Collected data
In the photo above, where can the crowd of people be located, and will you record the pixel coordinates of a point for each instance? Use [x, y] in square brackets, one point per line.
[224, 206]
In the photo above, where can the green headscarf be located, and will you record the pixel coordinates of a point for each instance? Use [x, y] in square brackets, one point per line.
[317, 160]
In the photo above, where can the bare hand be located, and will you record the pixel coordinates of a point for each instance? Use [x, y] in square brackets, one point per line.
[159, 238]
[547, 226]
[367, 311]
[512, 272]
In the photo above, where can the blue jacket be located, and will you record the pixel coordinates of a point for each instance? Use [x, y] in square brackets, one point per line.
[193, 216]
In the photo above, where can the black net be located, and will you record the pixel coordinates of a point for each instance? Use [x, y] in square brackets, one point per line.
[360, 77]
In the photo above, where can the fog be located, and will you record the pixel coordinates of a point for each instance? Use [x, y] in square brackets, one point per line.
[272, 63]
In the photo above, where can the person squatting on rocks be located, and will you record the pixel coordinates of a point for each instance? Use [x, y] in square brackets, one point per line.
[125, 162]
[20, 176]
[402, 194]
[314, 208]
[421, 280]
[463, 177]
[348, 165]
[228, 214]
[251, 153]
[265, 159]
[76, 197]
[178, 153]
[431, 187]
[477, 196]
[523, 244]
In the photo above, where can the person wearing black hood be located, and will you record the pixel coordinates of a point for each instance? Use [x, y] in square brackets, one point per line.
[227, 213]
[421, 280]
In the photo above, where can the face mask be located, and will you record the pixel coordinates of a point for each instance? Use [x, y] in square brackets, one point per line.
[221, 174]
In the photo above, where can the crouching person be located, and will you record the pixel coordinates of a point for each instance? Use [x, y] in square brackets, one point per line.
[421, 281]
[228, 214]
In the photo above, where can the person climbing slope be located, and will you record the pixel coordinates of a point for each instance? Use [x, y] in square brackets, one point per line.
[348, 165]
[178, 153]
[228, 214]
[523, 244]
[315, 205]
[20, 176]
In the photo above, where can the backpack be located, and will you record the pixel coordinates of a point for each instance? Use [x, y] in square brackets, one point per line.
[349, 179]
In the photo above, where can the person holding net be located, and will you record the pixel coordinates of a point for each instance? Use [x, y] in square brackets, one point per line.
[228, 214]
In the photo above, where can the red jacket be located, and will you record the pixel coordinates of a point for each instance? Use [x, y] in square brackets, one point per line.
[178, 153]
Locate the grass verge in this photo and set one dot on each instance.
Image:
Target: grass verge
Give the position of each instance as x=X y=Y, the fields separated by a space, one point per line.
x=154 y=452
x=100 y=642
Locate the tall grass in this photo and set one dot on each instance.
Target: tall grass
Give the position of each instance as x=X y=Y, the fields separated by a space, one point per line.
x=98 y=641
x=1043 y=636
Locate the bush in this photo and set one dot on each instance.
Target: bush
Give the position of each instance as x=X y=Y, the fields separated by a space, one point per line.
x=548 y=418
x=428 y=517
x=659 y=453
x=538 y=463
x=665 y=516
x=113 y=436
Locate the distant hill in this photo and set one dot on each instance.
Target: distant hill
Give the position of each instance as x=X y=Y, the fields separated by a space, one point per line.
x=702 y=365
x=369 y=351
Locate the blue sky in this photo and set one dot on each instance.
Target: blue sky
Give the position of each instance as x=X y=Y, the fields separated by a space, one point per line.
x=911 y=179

Given problem: Rewrite the entries above as a numbered list, leaving out any blank lines.

Exercise answer:
1. In the photo above, where can the crowd of people be located, and will you record the pixel coordinates of a point for each instance? Use [x, y] in square brackets, one point per line.
2. [224, 206]
3. In the photo above, where can the green headscarf be located, and will you record the pixel coordinates of a point for each instance? Use [x, y] in square brackets, one point per line.
4. [317, 160]
5. In the photo above, where can the bare hand be located, and will you record the pixel coordinates of a point for each instance? Use [x, y] in square brackets, one point per line.
6. [159, 238]
7. [547, 226]
8. [367, 311]
9. [512, 272]
10. In the photo above, where can the blue jacket be located, and will you record the pixel coordinates of a point for each instance? Use [x, y] in square brackets, one point per line.
11. [193, 216]
12. In the photo above, where can the black net be located, and will you record the pixel coordinates of a point for each instance? Use [x, y] in square brackets, one point per line.
13. [360, 77]
14. In the photo above, where can the fog be located, and will you record the pixel coordinates of a point for each instance? Use [x, y] in square brackets, one point per line.
15. [272, 63]
16. In the photo above, where can the person squatting on rocks be located, and will you record the pixel coordinates of a point for each instance? Use [x, y] in square brackets, one point per line.
17. [125, 162]
18. [20, 176]
19. [402, 194]
20. [314, 208]
21. [421, 280]
22. [463, 177]
23. [348, 165]
24. [228, 214]
25. [251, 153]
26. [265, 159]
27. [76, 197]
28. [178, 153]
29. [431, 187]
30. [477, 196]
31. [523, 244]
32. In the photo above, where can the person wearing black hood be located, and will you record the pixel coordinates of a point for each instance? Use [x, y] in square brackets, one point per line.
33. [227, 213]
34. [421, 280]
35. In the photo above, where can the face mask be located, and will you record the pixel coordinates of a point for each instance? Use [x, y] in square brackets, one point per line.
36. [221, 174]
37. In the photo above, where can the crouching person be located, and will you record the pixel coordinates of a point for each instance? Use [x, y] in square brackets, one point per line.
38. [421, 281]
39. [228, 214]
40. In the photo above, where can the person climbing slope be located, and will you record the pixel coordinates of a point for each instance? Use [x, y] in square brackets, one point per line.
41. [348, 165]
42. [178, 153]
43. [228, 214]
44. [523, 244]
45. [315, 205]
46. [20, 176]
47. In the photo above, where can the backpack be located, and will you record the pixel coordinates of a point for each instance? Use [x, y] in square brackets, one point per line.
48. [349, 179]
49. In the photo above, where can the person holding net be located, and will you record the pixel coordinates of a point for each instance? Use [x, y] in square brackets, one point per line.
50. [228, 214]
51. In the photo above, where can the red jacket be located, and will you record the pixel coordinates of a point for each instance? Use [x, y] in square brackets, one point per line.
52. [178, 153]
53. Locate the grass verge in this photo and set one dot on each instance.
54. Image:
55. Target: grass verge
56. Give the position of each instance as x=X y=Y, the fields separated by a space, one point per line.
57. x=154 y=452
58. x=100 y=642
59. Locate the tall grass in this photo and set one dot on each instance.
60. Target: tall grass
61. Give the position of each instance as x=X y=Y, the fields separated by a space, one point per line.
62. x=98 y=641
63. x=1043 y=636
64. Locate the bush in this photo and set one dot on each instance.
65. Target: bush
66. Give the position of each instance as x=X y=Y, the fields separated by a space, one point per line.
67. x=548 y=418
68. x=428 y=517
69. x=659 y=453
70. x=538 y=463
71. x=665 y=516
72. x=113 y=436
73. Locate the distant hill in this photo and set one dot on each instance.
74. Target: distant hill
75. Give the position of each instance as x=X y=Y, the fields separated by a space, one point per line.
76. x=702 y=365
77. x=369 y=351
78. Locate the blue sky in this photo and set one dot on each instance.
79. Target: blue sky
80. Give the position of each instance as x=X y=Y, the fields separated by a space, one point per line.
81. x=911 y=179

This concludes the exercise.